## WRITTEN EXERCISE
Using the entries below, quote exactly the span of lines that begins with the line containing "the distant tree." and ends with the final line.

## EXTRACTED MATERIAL
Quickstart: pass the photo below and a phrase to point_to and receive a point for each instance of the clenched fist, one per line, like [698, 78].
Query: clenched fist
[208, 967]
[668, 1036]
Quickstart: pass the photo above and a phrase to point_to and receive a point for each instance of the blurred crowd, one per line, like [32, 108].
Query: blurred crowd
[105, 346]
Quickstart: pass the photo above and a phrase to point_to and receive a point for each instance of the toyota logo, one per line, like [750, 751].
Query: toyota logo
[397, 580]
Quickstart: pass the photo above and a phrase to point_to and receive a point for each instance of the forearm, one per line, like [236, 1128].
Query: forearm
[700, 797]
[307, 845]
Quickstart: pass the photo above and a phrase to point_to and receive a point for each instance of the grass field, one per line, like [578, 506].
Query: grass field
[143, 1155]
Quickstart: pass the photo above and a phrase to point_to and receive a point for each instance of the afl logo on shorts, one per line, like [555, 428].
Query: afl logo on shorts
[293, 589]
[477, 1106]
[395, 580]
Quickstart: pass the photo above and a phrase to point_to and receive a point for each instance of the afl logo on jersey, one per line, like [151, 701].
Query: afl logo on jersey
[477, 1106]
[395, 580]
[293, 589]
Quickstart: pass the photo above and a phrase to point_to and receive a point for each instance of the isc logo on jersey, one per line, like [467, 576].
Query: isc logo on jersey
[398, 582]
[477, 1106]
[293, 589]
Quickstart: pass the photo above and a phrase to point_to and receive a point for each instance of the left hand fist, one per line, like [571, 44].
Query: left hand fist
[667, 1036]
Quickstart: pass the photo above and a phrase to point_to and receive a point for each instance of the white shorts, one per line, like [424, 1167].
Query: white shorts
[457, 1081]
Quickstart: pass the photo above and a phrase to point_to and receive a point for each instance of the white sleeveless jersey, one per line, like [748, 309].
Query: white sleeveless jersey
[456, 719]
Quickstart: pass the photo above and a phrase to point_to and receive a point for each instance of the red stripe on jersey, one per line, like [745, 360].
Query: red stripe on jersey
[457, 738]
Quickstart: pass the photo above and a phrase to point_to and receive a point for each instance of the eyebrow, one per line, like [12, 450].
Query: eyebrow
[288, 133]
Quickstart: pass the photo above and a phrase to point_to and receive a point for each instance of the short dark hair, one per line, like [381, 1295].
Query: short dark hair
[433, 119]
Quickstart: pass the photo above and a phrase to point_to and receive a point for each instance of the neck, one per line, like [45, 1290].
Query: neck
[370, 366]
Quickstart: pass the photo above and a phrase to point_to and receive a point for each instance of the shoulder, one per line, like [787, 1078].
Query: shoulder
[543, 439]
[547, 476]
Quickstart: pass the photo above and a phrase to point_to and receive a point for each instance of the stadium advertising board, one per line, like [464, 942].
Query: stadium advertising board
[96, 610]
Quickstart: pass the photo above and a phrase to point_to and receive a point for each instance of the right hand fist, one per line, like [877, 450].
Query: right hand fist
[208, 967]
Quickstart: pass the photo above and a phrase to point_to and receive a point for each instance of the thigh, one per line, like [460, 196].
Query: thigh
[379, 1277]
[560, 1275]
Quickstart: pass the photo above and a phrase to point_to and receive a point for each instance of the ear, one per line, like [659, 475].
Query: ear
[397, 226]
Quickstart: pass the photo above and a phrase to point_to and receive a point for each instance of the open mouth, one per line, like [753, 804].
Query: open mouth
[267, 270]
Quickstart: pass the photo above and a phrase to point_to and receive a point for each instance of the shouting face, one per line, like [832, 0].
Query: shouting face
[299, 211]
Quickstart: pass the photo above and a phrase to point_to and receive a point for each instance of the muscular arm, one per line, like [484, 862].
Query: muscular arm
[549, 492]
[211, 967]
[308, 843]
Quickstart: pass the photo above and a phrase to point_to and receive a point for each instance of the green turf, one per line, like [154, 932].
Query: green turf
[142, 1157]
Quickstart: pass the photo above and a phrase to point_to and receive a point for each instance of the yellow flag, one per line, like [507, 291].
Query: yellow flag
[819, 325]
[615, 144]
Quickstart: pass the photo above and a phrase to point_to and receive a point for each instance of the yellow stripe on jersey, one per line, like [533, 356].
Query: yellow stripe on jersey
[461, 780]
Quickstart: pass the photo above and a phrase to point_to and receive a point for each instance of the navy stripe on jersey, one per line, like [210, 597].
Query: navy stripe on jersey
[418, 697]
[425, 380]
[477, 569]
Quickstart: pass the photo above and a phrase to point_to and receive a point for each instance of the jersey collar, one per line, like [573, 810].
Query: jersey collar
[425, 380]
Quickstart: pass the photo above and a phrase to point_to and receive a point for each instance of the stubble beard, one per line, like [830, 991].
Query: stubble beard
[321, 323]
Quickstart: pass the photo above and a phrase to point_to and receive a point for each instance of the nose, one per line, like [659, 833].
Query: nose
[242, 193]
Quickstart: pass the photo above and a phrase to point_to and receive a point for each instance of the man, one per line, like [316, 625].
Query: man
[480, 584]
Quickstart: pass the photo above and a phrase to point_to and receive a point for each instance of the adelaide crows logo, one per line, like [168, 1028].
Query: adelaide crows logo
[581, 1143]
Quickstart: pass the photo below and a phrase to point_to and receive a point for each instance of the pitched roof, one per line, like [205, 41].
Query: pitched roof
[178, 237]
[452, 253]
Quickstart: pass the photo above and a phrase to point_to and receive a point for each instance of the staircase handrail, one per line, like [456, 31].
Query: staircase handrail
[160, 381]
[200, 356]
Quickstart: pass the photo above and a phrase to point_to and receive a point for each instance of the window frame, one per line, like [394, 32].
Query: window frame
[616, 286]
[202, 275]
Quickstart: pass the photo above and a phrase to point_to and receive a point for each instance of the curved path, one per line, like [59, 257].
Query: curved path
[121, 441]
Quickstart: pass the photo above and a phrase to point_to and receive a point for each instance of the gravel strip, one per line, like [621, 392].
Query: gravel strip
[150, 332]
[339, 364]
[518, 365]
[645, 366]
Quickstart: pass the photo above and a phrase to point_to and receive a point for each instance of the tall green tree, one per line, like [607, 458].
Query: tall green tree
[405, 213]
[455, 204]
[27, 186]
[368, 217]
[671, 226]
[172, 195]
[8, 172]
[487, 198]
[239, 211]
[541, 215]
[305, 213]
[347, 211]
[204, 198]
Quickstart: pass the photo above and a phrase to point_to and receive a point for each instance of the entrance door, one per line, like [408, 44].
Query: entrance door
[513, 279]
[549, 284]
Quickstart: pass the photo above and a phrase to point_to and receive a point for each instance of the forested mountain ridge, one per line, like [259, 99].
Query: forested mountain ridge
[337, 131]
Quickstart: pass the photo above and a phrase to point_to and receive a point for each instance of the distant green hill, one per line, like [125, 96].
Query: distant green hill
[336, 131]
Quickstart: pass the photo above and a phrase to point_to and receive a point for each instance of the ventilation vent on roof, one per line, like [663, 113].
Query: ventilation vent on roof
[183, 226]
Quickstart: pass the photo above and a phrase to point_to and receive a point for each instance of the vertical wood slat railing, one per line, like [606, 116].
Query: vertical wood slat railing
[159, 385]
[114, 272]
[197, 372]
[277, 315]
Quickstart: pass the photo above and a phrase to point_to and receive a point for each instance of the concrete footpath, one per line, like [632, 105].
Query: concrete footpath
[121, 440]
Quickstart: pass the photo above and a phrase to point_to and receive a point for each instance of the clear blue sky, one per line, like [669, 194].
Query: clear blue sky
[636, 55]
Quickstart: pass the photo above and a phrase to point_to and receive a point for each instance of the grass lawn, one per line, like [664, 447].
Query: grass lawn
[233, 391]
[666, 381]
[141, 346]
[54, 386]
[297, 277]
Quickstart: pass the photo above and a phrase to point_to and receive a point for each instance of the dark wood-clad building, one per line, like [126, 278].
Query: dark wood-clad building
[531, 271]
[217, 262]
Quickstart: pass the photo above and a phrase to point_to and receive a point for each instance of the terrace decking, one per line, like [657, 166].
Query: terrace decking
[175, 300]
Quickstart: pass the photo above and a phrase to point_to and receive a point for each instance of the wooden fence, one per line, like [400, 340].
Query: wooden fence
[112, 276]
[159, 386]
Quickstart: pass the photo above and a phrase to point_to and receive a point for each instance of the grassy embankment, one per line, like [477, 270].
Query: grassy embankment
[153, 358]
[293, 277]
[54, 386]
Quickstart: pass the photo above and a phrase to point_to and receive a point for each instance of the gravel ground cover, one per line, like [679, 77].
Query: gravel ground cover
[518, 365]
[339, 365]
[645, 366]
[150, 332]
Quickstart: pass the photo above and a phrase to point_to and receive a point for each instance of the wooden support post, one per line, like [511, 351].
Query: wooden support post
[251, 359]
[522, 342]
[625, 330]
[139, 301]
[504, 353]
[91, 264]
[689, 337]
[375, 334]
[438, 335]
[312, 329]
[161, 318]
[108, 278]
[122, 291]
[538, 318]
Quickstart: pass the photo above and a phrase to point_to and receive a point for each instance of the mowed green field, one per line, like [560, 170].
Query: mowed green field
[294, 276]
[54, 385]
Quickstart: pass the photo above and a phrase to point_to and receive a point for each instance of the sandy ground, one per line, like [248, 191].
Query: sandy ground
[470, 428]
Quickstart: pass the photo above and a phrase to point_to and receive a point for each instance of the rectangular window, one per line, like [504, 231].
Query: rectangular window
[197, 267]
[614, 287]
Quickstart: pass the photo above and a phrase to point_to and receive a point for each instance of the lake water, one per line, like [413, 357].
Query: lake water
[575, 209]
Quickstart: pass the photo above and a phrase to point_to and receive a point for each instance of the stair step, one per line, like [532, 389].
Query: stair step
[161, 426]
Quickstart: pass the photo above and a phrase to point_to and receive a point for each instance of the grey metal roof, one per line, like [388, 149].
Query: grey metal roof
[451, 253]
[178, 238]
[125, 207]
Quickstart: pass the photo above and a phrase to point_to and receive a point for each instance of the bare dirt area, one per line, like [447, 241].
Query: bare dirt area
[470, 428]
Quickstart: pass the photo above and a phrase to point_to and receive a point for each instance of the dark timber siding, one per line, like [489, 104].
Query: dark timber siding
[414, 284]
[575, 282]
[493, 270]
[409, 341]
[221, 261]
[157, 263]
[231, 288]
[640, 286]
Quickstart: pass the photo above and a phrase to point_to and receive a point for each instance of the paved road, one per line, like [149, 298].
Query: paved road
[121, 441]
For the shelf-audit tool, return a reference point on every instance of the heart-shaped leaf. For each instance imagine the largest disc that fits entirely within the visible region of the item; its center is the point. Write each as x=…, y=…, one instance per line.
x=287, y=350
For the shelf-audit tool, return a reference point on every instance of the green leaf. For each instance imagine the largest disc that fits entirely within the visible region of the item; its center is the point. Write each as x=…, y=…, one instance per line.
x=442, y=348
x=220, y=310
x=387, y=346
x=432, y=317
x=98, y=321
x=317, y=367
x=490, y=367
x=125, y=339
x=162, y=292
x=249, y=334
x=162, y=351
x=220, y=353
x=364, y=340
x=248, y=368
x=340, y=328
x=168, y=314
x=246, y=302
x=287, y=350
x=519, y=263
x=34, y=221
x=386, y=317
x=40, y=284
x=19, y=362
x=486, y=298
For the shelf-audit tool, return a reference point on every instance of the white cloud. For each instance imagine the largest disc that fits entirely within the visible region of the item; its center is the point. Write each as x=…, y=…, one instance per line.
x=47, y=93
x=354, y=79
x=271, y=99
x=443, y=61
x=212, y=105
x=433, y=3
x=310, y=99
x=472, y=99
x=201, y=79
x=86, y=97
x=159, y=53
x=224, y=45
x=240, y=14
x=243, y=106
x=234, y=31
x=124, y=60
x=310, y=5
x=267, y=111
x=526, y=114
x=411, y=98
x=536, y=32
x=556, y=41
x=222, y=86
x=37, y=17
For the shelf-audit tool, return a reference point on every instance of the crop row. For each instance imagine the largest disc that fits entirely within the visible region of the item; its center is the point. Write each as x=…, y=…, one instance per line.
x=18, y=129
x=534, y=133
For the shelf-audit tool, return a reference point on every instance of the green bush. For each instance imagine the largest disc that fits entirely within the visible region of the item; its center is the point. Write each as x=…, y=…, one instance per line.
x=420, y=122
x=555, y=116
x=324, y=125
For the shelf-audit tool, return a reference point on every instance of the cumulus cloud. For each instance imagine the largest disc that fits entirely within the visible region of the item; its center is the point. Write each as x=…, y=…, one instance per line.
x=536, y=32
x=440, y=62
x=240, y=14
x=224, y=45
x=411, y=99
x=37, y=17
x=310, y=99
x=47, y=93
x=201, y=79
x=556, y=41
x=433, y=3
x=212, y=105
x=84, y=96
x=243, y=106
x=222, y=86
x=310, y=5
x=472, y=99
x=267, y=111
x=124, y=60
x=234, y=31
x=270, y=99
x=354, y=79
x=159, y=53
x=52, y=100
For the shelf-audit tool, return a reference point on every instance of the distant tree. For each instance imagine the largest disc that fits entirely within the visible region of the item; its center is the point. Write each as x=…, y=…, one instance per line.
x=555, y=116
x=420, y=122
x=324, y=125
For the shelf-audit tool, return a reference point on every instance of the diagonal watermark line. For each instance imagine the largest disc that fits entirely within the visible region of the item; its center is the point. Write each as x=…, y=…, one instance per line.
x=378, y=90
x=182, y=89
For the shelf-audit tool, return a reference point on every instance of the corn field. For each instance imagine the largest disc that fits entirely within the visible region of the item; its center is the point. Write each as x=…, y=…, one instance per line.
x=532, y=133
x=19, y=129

## TASK RESULT
For the shelf-audit tool, return a reference point on every instance of the distant tree. For each instance imagine the largest disc that fits entirely within the visible region of the item; its center is the point. Write each as x=…, y=…, one instance per line.
x=555, y=116
x=420, y=122
x=324, y=125
For the shelf-audit tool, return a reference point on every instance of the diagonal watermark line. For each instance imagine the largest disc that fits entirely within the visible region of the item; its center is the point. Write each as x=…, y=…, one instance per line.
x=378, y=90
x=182, y=89
For the shelf-audit tool, return a reference point on every instance of the corn field. For each instance imagine the largest disc that fits entirely within the visible region of the item; its center is the point. Write each as x=…, y=…, one instance per line.
x=532, y=133
x=19, y=129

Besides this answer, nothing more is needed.